■ READING TEXT ■
* * *

#### Supplement to Inductive Logic

## Some Prominent Approaches to the Represention of Uncertain Inferences

The following figure indicates some relationships among six of the
most prominent approaches. The arrows point from more general to less
general representation schemes. For example, the
*Dempster-Shafer* represention contains the *probability
functions* as a special case.

Representations of Uncertainty

These representations are often described as measures on events, or states, or propositions, or sets of possibilities. But deductive logics are usually described in terms of statements or sentences of a language. So let's follow suit.

*Plausibility relations* (Friedman and Halpern, 1995)

* * *

(Data records)
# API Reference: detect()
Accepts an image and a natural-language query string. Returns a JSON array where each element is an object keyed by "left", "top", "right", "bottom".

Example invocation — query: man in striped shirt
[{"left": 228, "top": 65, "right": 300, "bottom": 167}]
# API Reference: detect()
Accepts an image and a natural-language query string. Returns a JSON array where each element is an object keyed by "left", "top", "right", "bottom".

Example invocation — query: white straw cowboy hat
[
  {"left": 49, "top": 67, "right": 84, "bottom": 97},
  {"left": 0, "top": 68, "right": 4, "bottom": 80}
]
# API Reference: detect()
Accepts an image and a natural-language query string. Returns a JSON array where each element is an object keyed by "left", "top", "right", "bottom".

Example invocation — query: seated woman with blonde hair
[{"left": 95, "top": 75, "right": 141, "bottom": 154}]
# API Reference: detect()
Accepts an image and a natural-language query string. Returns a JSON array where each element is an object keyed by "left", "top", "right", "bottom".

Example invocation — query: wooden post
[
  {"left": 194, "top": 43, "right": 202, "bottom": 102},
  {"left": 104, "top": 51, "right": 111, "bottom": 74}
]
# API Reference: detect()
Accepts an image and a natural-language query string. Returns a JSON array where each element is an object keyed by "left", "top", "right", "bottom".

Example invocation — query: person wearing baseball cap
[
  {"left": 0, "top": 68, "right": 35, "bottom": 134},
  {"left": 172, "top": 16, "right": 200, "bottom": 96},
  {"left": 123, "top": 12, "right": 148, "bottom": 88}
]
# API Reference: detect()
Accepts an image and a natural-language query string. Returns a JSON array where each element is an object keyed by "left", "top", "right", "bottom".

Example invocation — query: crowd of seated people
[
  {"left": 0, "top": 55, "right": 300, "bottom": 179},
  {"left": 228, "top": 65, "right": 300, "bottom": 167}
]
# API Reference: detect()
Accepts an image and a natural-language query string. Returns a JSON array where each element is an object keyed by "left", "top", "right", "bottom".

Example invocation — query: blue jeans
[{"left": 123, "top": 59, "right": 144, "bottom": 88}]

* * *

■ PROBLEM SET ■
a - Can you reproduce word for word the part of the text on uncertain inference that opens with the words containing "## Some Prominent" and closes with "and Halpern, 1995)"?
b - Answer these about the text on uncertain inference:
(i) In which direction do the arrows in the figure point?
(ii) Which representation contains the probability functions as a special case?
(iii) In what terms are deductive logics usually described?
c - How would the text on uncertain inference go on from its last line? Write the next part.
The items are separate material, apart from the text on uncertain inference.

■ OUTPUTS FOR THE TASKS ■
a -
## Some Prominent Approaches to the Represention of Uncertain Inferences

The following figure indicates some relationships among six of the
most prominent approaches. The arrows point from more general to less
general representation schemes. For example, the
*Dempster-Shafer* represention contains the *probability
functions* as a special case.

Representations of Uncertainty

These representations are often described as measures on events, or states, or propositions, or sets of possibilities. But deductive logics are usually described in terms of statements or sentences of a language. So let's follow suit.

*Plausibility relations* (Friedman and Halpern, 1995)

b -
(i) From more general to less general representation schemes.
(ii) The Dempster-Shafer representation.
(iii) In terms of statements or sentences of a language.

c -
constitute the most general of these representations. They satisfy the
weakest axioms, the weakest constraints on the logic of uncertainty. For a
*plausibility relation* ⊆ between sentences, an expression
‘*A* ⊆ *B*’,
says that *A* is no more plausible than *B*
(i.e., *B* is at least as plausible as *A*, maybe more
plausible). The axioms for plausibility relations say that tautologies
are more plausible than contradictions, any two logically equivalent
sentences are plausibility-related to other sentence in precisely the
same way, a sentence is no more plausible than the sentences it
logically entails, and the *no more plausible than* relation is
transitive. These axioms make plausibility relations *weak partial
orderings* on the relative plausibility of sentences. They permit
some sentences to be incomparable—neither more plausible, nor
less plausible, nor equally plausible to one another.

*Qualitative probability relations* are *plausibility
relations* for which the ordering is *total*—i.e.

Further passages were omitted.